The input>

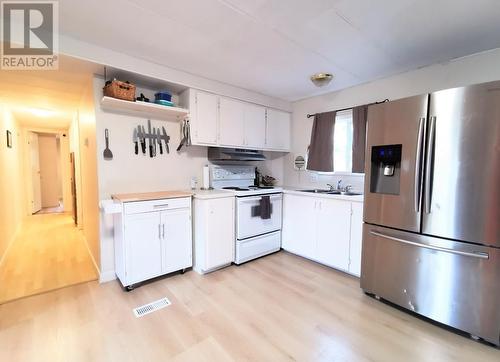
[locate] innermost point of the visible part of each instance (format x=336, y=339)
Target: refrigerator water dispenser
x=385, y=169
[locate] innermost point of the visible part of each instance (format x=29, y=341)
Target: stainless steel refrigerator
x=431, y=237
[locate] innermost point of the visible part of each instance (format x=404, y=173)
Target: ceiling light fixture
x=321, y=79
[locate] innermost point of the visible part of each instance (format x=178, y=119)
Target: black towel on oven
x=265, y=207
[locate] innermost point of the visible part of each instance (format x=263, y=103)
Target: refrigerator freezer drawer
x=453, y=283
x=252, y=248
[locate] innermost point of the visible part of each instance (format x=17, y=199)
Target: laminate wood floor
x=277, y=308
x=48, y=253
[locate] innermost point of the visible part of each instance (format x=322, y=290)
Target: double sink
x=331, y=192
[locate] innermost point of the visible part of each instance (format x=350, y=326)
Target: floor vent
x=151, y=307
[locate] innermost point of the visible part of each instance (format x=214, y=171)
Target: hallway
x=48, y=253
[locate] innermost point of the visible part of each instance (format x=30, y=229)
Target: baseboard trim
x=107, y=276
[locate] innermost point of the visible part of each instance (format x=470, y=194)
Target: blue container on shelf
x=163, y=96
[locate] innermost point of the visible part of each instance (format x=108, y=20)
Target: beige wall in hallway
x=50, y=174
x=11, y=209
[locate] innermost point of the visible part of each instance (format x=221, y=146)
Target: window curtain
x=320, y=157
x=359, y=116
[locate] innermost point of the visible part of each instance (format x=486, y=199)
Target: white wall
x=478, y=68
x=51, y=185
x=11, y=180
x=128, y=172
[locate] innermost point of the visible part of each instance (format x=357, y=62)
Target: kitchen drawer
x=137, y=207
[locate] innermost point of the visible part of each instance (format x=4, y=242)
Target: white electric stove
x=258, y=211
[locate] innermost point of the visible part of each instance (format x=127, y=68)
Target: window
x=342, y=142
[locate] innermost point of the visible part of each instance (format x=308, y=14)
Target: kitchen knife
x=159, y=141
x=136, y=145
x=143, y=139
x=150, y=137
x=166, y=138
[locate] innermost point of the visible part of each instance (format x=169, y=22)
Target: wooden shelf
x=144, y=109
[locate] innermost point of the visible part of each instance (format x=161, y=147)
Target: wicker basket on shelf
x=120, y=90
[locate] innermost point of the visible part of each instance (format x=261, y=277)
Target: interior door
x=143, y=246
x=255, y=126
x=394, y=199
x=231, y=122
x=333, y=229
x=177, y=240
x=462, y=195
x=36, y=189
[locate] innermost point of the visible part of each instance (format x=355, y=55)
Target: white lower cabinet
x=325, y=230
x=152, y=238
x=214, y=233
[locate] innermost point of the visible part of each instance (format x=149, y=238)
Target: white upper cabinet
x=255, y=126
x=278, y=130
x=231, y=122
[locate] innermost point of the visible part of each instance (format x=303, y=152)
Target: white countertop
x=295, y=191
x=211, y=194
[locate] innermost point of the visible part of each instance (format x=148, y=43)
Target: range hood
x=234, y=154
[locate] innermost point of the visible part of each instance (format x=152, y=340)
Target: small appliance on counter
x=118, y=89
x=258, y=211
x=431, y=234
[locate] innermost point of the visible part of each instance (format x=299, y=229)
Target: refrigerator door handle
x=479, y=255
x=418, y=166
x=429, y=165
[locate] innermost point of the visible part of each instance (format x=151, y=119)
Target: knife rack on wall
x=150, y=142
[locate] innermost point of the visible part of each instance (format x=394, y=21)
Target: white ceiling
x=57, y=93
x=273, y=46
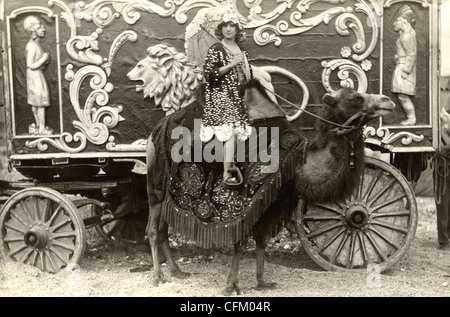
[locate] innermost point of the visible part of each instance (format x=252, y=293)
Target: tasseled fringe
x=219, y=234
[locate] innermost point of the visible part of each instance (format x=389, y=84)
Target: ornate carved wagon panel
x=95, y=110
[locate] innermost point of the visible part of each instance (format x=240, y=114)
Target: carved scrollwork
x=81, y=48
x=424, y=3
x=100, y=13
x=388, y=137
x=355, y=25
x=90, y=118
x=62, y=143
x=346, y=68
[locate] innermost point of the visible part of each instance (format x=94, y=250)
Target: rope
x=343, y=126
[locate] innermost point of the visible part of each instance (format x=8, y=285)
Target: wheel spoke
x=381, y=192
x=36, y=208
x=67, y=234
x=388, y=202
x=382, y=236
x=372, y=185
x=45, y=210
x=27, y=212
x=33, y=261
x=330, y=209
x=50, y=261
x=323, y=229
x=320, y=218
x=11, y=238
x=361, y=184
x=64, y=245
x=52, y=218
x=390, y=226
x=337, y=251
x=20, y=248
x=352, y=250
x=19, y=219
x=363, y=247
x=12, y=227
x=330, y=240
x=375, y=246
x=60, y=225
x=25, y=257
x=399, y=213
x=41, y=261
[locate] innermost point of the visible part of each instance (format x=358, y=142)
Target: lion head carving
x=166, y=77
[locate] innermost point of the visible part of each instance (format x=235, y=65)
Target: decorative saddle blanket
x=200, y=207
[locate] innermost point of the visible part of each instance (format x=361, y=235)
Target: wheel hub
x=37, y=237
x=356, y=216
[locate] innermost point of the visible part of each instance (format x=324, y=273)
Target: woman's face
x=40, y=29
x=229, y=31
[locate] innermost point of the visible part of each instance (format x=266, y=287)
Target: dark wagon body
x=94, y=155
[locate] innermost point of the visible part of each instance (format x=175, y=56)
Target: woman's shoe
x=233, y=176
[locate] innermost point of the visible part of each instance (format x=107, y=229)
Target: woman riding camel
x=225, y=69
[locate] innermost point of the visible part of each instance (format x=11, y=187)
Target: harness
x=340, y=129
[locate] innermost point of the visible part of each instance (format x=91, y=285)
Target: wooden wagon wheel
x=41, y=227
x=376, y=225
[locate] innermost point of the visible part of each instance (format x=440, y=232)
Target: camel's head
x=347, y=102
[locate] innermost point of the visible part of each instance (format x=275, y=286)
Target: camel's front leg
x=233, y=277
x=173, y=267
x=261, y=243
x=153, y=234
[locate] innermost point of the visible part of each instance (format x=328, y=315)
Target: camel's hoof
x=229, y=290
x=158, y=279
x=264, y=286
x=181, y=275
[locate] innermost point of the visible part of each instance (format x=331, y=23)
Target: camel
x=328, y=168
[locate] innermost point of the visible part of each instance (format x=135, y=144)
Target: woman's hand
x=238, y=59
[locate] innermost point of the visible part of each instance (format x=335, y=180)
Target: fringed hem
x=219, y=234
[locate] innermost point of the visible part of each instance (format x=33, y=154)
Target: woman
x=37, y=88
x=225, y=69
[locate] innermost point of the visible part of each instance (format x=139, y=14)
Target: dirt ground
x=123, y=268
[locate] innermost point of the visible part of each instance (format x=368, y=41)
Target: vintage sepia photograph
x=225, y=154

--

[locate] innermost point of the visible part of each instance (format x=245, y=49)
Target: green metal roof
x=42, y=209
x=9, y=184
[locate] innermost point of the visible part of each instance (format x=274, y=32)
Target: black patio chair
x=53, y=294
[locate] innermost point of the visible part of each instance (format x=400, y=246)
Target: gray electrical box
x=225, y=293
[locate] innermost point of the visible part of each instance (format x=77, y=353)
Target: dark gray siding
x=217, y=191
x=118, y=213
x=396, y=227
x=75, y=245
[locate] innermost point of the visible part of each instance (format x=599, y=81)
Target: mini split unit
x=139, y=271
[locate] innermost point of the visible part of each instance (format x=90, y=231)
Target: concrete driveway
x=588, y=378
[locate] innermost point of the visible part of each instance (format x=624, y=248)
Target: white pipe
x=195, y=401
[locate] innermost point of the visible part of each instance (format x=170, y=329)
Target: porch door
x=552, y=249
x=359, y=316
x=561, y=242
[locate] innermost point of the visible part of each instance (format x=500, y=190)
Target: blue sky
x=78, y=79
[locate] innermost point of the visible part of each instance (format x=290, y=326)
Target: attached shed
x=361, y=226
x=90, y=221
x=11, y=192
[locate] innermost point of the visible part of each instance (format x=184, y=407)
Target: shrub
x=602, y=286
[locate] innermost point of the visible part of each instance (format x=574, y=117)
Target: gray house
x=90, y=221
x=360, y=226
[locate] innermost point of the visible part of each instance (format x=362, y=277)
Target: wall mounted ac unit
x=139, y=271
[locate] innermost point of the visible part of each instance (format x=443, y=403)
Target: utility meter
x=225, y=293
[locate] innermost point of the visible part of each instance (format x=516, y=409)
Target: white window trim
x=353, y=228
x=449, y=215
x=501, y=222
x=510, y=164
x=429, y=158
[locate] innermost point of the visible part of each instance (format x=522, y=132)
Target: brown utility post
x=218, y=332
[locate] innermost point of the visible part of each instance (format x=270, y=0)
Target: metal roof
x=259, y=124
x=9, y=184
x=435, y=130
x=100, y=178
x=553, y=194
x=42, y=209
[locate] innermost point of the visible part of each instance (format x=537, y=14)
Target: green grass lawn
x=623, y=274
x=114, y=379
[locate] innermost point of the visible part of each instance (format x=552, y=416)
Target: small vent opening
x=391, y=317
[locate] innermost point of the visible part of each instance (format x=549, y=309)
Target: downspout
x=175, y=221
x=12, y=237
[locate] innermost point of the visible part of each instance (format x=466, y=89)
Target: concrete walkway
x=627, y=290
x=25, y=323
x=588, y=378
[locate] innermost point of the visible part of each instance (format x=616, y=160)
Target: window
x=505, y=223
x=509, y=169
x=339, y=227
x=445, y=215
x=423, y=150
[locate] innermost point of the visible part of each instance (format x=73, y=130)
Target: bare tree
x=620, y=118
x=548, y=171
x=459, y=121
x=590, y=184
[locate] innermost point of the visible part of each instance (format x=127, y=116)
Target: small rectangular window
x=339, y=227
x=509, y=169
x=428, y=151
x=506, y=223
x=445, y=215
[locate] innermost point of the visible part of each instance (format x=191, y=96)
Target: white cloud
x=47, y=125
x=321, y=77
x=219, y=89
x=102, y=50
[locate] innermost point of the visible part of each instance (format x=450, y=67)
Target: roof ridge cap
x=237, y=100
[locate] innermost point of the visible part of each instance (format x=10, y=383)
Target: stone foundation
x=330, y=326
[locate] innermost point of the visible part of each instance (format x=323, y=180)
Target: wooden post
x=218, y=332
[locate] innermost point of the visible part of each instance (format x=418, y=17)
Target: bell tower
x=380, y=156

---

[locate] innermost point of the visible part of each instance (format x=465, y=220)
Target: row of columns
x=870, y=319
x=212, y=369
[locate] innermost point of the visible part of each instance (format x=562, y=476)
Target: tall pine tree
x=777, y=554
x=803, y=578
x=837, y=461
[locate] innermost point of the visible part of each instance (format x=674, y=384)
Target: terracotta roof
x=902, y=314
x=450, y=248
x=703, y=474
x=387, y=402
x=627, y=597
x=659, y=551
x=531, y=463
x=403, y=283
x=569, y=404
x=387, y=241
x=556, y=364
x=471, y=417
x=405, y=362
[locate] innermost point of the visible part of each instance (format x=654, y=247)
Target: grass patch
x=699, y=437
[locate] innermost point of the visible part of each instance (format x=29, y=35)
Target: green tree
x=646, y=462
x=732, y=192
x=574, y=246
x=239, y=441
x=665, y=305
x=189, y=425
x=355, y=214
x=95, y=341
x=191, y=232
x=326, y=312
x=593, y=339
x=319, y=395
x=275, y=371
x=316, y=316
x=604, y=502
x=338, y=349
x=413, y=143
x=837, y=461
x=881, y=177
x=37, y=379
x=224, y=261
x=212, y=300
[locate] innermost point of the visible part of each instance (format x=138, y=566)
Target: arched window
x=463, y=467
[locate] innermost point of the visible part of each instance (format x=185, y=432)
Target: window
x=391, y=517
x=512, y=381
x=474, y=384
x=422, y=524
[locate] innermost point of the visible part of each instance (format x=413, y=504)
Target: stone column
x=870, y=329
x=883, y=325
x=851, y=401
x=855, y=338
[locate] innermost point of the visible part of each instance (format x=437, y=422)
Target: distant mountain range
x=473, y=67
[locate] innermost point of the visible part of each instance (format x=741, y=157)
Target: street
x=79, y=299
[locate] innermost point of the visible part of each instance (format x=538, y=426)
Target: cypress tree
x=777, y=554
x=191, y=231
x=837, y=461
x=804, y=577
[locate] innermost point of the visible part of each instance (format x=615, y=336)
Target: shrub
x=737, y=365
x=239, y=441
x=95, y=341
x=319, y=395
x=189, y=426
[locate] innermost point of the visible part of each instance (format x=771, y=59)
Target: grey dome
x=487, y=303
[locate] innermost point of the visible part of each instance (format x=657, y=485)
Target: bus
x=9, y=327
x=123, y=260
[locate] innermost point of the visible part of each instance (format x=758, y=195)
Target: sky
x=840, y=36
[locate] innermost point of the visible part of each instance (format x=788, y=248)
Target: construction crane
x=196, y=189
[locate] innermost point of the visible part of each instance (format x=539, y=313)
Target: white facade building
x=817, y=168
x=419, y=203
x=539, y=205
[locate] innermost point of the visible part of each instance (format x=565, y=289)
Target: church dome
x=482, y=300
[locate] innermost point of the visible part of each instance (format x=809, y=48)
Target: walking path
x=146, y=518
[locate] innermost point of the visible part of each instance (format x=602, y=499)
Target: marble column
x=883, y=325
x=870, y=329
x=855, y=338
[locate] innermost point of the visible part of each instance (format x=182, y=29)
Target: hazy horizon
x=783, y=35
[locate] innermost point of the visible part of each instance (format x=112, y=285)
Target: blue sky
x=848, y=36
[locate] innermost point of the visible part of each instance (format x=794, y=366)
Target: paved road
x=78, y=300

Exercise aim> Which part of the entries opens with the line containing "(format x=299, y=229)" and closes with the line containing "(format x=8, y=285)"? Output that part exactly, ends included, pictures excluded.

Answer box>
[locate] innermost point of the visible part of each instance (format x=299, y=229)
Target: refrigerator door handle
x=479, y=255
x=418, y=166
x=429, y=165
[locate] innermost point of the visible part of each instance (format x=151, y=119)
Target: knife rack on wall
x=150, y=142
[locate] innermost point of the visible part of each instance (format x=394, y=21)
Target: white ceiling
x=57, y=93
x=273, y=46
[locate] innermost point of the visible part of each instance (format x=252, y=293)
Target: tasseled fringe
x=219, y=234
[locate] innermost point of the visible part of each instance (format x=389, y=84)
Target: ornate carved wagon panel
x=95, y=110
[locate] innermost point of the visible part of each instance (format x=240, y=114)
Target: carved scrollwork
x=81, y=48
x=424, y=3
x=100, y=13
x=388, y=137
x=355, y=25
x=90, y=118
x=62, y=143
x=346, y=68
[locate] innermost point of the visible part of each instance (format x=94, y=250)
Target: rope
x=343, y=126
[locate] innermost point of the visible part of each instance (format x=8, y=285)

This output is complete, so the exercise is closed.